━━━ DATASET CONTENT
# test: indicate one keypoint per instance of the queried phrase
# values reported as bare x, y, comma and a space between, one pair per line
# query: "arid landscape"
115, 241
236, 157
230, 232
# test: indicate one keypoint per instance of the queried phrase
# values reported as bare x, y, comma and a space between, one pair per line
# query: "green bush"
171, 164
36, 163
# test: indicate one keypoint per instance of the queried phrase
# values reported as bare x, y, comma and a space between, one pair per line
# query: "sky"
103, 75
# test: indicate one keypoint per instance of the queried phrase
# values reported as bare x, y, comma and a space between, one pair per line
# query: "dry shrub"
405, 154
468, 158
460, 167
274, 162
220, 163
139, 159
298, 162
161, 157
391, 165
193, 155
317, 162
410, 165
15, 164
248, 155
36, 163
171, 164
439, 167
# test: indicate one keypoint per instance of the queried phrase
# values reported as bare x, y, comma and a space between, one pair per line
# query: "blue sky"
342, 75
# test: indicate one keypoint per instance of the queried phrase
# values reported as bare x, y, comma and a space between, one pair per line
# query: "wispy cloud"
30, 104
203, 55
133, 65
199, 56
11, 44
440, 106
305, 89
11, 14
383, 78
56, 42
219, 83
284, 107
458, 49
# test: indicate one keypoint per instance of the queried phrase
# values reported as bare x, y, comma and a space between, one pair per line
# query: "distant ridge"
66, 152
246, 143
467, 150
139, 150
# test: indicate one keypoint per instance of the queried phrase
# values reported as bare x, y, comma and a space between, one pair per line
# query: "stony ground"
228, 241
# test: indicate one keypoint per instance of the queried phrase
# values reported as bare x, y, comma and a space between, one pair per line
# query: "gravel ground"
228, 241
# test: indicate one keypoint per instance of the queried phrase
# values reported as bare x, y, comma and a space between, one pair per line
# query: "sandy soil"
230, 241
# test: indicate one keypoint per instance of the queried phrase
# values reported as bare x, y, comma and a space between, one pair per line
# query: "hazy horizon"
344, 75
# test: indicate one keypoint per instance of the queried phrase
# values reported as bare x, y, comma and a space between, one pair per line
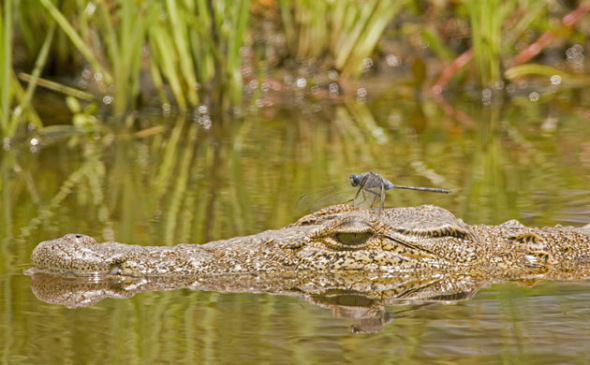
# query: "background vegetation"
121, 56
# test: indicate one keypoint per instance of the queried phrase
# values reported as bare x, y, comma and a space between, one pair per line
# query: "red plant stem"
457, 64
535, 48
━━━━━━
REQUIRED ACTION.
Word for word, set down every line of the records above, and leave the pictures out.

ANSWER TO THIS EXERCISE.
# test: indicate one keypoint per instance of the queried phrase
# values reported as bare x, y, comma and a space between, one pair per line
# query: "arid landscape"
115, 241
236, 157
230, 232
# test: indicate one keypoint per instance of the queried phrase
# values reported as bare x, y, comma and a space between, one pair per line
# query: "green bush"
171, 164
36, 163
# test: indicate one keypoint per instance of the queried phrase
# values reported as bare x, y, comma and a space between, one pair per line
# query: "sky"
103, 75
# test: indicate one keypoint per instance of the queried phrase
# values reported as bare x, y, comma and a space between, one pair per line
# query: "dry shrub"
405, 154
468, 158
460, 167
274, 162
220, 163
139, 159
298, 162
161, 157
391, 165
193, 155
317, 162
410, 165
15, 164
248, 155
36, 163
171, 164
439, 167
# test: indicate one keypoint per instance of the queried phrase
# values reported as bare x, y, comma and a space between, one pair per line
# query: "blue sky"
342, 75
# test: indicate one keypoint per instance of the queried phrase
# values reported as bare x, y, comma and a space between, one pair per line
# query: "wispy cloud"
30, 104
203, 55
133, 65
199, 56
11, 44
440, 106
305, 89
11, 14
383, 78
56, 42
219, 83
284, 107
458, 49
# test: indicate one keypoint per instance of the queried phrase
# values reported as bare x, y, comma and a space between, one pair per line
# query: "distant ridge"
66, 152
246, 143
467, 150
139, 150
# test: indicate one keypoint per instance of the queried phrase
# values reported as bare x, y, comma and a space between, one pair per line
# query: "stony ground"
228, 241
# test: indicate one keypoint per instance of the queried phrase
# values reported as bare x, y, comma and a space between, one pair per line
# query: "gravel ground"
228, 241
# test: indicate one keypoint per instance of the queried phrase
# values reported as bare x, y, comma and a space between, one pair per line
# query: "sandy soil"
230, 241
# test: indicate one keypoint per instance of the queried phrase
# values reported as bare x, y, comma and a space between, one pair per line
# query: "hazy horizon"
344, 75
# test: indicate one keypoint per instance of the queried phrase
# values reported as bare x, y, comma and a space between, one pair per line
# query: "background vegetation"
121, 56
# test: indicate one keypoint per instance of the queried phrase
# values reported as bare x, y, comma and a space between, one pair per line
# query: "red plant stem"
457, 64
535, 48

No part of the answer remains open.